>> Start Entries shown

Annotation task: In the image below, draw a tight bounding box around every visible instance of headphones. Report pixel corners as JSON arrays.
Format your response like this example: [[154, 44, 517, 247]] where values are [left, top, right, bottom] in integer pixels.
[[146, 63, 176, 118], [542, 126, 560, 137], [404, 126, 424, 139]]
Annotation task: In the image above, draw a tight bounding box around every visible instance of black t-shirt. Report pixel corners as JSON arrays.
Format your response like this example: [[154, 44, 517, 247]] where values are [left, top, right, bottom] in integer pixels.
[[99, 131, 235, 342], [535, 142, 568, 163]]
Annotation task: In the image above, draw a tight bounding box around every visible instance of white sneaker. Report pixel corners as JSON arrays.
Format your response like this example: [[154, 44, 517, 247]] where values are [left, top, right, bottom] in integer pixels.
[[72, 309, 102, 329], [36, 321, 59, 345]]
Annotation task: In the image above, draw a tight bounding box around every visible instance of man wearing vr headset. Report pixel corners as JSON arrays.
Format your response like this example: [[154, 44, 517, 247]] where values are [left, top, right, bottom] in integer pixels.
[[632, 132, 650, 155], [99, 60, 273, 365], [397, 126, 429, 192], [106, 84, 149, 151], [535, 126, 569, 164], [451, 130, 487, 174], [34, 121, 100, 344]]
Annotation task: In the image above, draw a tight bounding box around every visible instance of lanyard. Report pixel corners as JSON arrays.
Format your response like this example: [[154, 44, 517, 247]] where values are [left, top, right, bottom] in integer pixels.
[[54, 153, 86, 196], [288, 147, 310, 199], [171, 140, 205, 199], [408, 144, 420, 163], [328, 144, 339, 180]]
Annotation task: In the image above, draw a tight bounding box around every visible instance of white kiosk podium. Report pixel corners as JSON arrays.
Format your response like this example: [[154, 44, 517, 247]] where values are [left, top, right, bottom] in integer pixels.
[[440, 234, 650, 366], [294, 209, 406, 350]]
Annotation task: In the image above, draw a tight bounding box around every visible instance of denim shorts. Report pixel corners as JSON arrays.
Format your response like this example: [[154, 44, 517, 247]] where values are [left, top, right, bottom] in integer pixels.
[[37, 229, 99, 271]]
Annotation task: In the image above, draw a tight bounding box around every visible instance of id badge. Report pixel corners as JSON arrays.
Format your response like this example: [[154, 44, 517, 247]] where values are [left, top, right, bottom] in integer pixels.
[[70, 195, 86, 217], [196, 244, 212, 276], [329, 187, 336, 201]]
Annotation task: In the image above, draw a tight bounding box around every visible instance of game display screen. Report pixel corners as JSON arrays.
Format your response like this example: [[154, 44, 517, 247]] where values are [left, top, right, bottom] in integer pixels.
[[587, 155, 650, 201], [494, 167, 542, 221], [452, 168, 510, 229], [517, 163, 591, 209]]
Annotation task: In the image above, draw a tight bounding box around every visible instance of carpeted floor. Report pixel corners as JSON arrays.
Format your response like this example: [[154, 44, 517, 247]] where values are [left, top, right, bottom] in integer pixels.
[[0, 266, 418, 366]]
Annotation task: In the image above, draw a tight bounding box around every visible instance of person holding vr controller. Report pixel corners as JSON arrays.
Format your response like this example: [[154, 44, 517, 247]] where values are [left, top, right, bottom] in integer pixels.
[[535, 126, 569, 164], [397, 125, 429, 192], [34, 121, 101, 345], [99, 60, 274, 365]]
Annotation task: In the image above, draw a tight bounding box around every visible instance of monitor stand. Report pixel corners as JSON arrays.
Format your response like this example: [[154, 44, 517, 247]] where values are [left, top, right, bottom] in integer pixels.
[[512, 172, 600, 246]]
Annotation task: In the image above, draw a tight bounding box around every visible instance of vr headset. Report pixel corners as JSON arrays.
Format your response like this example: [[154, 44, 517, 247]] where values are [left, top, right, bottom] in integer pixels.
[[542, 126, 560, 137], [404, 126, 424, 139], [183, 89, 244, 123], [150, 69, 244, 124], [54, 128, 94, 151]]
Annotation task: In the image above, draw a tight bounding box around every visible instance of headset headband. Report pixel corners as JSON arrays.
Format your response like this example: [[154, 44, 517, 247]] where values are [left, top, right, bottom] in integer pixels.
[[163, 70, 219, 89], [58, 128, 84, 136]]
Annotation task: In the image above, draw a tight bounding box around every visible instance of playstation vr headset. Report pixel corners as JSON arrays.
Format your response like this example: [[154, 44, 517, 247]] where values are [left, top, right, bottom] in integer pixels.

>> End Entries shown

Set down every line of the items above with no alteration whatsoever.

Answer to the problem ->
Annotation task: In the image below, draw a tight bounding box around every visible instance of headphones. Report pixel corners as JSON arrays.
Format your response like this example: [[154, 44, 517, 247]] where values are [left, top, right, bottom] in integer pixels.
[[146, 63, 176, 118], [542, 126, 560, 137], [404, 126, 424, 139]]
Annotation task: In the image above, draw a tight bounding box around every visible instance of black t-shirt. Report pixel corners as JSON arrays.
Format your response like this example: [[154, 44, 517, 247]] where values are [left, top, right, bottom] in integer pixels.
[[99, 131, 235, 342], [535, 142, 568, 163]]
Annotation task: In the image above, draw a tight bounding box around every visible instance of white sneaker. Report pixel corners as JSON arrays.
Format your response like this example: [[154, 44, 517, 247]] where values are [left, top, right, bottom] in integer pixels.
[[72, 309, 102, 329], [36, 321, 59, 345]]
Annotation task: In the image above, draw a tight bounding box around every visible instance of man wearing vr headset. Report pixel corners as JSON arrays.
Format your response like this example: [[154, 44, 517, 247]] where values are [left, top, right, bottom] in integer pixels.
[[632, 132, 650, 155], [99, 60, 273, 365], [397, 126, 429, 192], [106, 84, 149, 151], [535, 126, 569, 164], [451, 130, 487, 174], [34, 121, 100, 344]]
Annotation task: In the image above, draw a tight bounding box around every visible instance of lanyard. Report pixel corners as JSON arrays.
Format your response like this example: [[154, 44, 517, 247]] where values are [left, top, right, bottom] in integer pixels.
[[54, 153, 86, 196], [288, 147, 310, 199], [171, 140, 205, 199], [408, 144, 420, 163], [328, 144, 339, 180]]
Annotation task: In the image above, draw a tight bounding box around every visible instance of white kiosk podium. Report pixel corners as JSON arrays.
Format your response like this example: [[154, 44, 517, 247]] where values are [left, top, right, bottom] in integer pixels.
[[440, 234, 650, 366], [294, 209, 406, 350]]
Annotation task: In the image above, draw a tight bounding box around every visible instance of denim shorts. Report pixel corners as JSON arrays.
Format your response like this example: [[154, 44, 517, 247]] where values are [left, top, right, bottom] in integer pixels.
[[37, 229, 99, 271]]
Annotation task: In the image above, draw a tight bounding box around every visible instance of id badge. Report pixel corners as JSON arrays.
Format your response like this example: [[154, 44, 517, 247]] where values are [left, top, right, bottom] in integer pixels.
[[70, 195, 86, 217], [196, 244, 212, 276], [329, 187, 336, 201]]
Annotation task: In the image above, draw a tight bounding box around every visible instance of game display screen. Report pixel corners as JSON arrays.
Format your response like this example: [[154, 44, 517, 247]] where values are [left, top, right, bottom] in integer pixels.
[[587, 155, 650, 201], [494, 167, 542, 221], [452, 168, 510, 229], [517, 163, 591, 209]]
Annotation task: In the image above, draw a tight bounding box around every visible instance of carpeted floor. Report pixel corners as JSON arrays.
Format your response like this example: [[154, 44, 517, 247]] where values are [left, top, right, bottom] in integer pixels.
[[0, 266, 418, 366]]
Annotation task: In the image above, draw a tight bounding box around every visible instance of person holding vr controller. Report pixel corners as JSON arrays.
Format your response like this example: [[154, 44, 517, 247]] where values are [left, top, right, bottom] in integer pixels.
[[535, 126, 569, 164], [397, 125, 429, 192], [34, 121, 101, 345], [99, 60, 274, 365]]
Annotation task: In the image above, draw a tight bounding box around every visible instance of monitor stand. Report pixel corners as JSON arrays.
Format your response like this example: [[154, 44, 517, 247]] where values are [left, top, right, bottom] in integer pixels.
[[512, 172, 600, 246]]
Annotation task: In the image above, draw a tight bounding box around every visible instance of vr headset. Report pixel corners as JSON arrays.
Format your response like this example: [[154, 44, 517, 247]] where values are [left, top, right, bottom] in integer pixels.
[[542, 126, 560, 137], [404, 126, 424, 139], [183, 89, 244, 123], [150, 69, 244, 124], [54, 128, 94, 151]]
Annotation task: In the image above, draw a tight bounding box around every visible instance of headset headband. Report pixel corners as JSON arrays.
Format your response like this example: [[154, 44, 517, 247]] where values are [left, top, right, bottom] in integer pixels.
[[163, 70, 219, 89], [58, 128, 84, 136]]
Annotation task: In the image above, draw a tight bounding box around every visible instance of playstation vr headset. Report pixel corners as JSON arrays.
Format your response like this example: [[154, 44, 517, 247]] where values are [left, top, right, bottom] in integer pixels.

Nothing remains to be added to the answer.